→ Travail demandé:
Pourriez-vous reprendre le sermon ci-dessous sur l'amour des ennemis, en enchaînant après sa dernière phrase ?

→ Extrait:
Mes chers frères et sœurs !

Notre monde va mal !  Honnêtement, ceux qui ont la mauvaise habitude de suivre les infos, comme moi qui j’écoute RFI à 5h00 du matin, ceux écoutent les infos en se levant, dans la douche, au petit déjeuner, allant au boulot…, bref, ceux qui suivent l’actualité à la radio, à la télé voient bien que nous avons de plus en plus peur, que la situation du monde se dégrade. Certains qui disent qu’ils n’écoutent plus la radio et n’allument plus la télé pour ne pas déprimer et garder le moral.

La guerre, les massacres, le ton qui monte entre les dirigeants du monde, les alliés d’hier se trahissent, les ambitions expansionnistes des grands de la terre, l’incapacité du Vieux continent à parler d’une seule voix, la crise politique dans notre pays… Je préfère parfois écouter la musique en voiture plutôt que France Infos avec ses litanies des malheurs et dangers que coure le monde. L’être humain, est-il destiné à être victime de sa propre agressivité ? On a fini par jeter le masque, en se libérant de l’hypocrisie, du politiquement correct, en avançant à visage découvert, le langage direct, cru et clair, sans tournures…. Comme chrétien et pasteur, je me demande vraiment si c’est ainsi que finira notre monde : la victoire du plus fort, du plus agressif, du plus violent, comme on le voit chaque jour ! Faut-il l’accepter ? Ou alors, résister pour changer les choses ?

Alors, une voix nous rejoint de loin ou du fond de nous-même ! C’est la voix de Jésus qui nous demande d’écouter ce qu’il a à nous dire : « Je vous le dis, à vous qui m’écoutez ». Comme lors les béatitudes que nous avons encore du mal à comprendre, et à digérer, depuis dimanche dernier, Jésus nous bouscule de nouveau par ce qu’il nous dit. Nous avons eu du mal à avaler ses paroles, quand Jésus nous disait : « Heureux, vous les pauvres.  Heureux, vous qui avez faim maintenant. Heureux, vous qui pleurez maintenant, car vous rirez.  Heureux êtes-vous quand les hommes vous haïssent et vous excluent, quand ils insultent et vous méprisent à cause de moi ». Comme c’était déjà difficile pour nous.

Aujourd’hui, Jésus en rajoutes une couche, comme si cela n’avait pas suffi : « Aimez vos ennemis, faites du bien à ceux qui vous haïssent. Souhaitez du bien à ceux qui vous maudissent, priez pour ceux qui vous calomnient…. Si vous aimez ceux qui vous aiment, quelle reconnaissance méritez-vous ? Au contraire, aimez vos ennemis, faites du bien et prêtez sans rien espérer en retour. Alors votre récompense sera grande, et vous serez les fils du Très-Haut, car lui, il est bon pour les ingrats et les méchants »

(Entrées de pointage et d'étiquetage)
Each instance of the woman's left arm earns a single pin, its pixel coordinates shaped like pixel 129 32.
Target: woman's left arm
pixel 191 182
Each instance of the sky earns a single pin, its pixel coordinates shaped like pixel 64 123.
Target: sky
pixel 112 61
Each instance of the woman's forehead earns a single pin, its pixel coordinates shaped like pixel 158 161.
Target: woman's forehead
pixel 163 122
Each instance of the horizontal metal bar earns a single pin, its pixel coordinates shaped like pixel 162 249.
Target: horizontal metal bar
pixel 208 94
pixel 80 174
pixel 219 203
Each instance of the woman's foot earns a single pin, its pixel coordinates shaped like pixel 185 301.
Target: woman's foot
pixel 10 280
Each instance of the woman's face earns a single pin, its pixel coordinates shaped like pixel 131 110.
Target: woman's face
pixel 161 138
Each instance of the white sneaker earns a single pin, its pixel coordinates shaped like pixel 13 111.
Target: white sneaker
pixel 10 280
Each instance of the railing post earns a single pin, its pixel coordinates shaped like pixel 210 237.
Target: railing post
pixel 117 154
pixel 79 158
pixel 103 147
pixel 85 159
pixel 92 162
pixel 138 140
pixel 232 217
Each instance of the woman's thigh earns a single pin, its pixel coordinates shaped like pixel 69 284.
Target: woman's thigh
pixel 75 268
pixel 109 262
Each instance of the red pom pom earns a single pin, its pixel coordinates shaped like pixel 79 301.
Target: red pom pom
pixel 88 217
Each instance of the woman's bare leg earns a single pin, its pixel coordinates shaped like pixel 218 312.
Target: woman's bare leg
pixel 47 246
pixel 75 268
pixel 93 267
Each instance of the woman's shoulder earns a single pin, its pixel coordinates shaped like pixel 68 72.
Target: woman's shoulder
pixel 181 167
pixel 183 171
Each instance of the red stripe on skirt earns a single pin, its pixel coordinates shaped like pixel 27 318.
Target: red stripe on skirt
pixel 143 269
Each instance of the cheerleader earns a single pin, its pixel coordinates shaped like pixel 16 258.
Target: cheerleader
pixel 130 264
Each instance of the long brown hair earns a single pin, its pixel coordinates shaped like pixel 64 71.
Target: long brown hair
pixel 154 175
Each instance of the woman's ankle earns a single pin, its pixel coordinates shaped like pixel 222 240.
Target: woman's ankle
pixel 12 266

→ Réponse ci-dessous:
Trop compliqué, trop dur ! Mais cela est au cœur de la notre foi. La vie chrétienne n’est pas une foire du bon sens, l’exaltation du banal, de l’évident. Le chrétien n’est pas brave insouciant et hors de son temps.  Nous vivons dans un monde grave, dur, parfois odieux, violent, hypocrite mais c’est exactement-là que Jésus nous envoie de faire la différence. Il insiste : « Aimez vos ennemis, faites du bien à ceux qui vous haïssent. Souhaitez du bien à ceux qui vous maudissent, priez pour ceux qui vous calomnient »

C’est seulement ainsi qu’on mettra fin à la spirale de la violence et de la haine. Lorsque quelqu’un me fait du mal, il s’attend naturellement à ma vengeance, au coup pour coup.  L’humain fonction comme ça depuis la nuit des temps. L’humain est méchant et agressif. Un philosophe dit que les hommes sont des êtres de rivalité. Mais si finalement nous choisissions d’écrire une histoire différente ? J’avais un jour lu cet évangile à des ados catholiques et jeunes juifs réunis au lycée professionnel Ort quand j’étais vicaire à Colomiers. Un jeune Juif disait : « Monsieur, qui a dit ça ? C’est génial ! Mais, si on pratiquait ce qu’il dit, il n’y aurait plus de guerre ! »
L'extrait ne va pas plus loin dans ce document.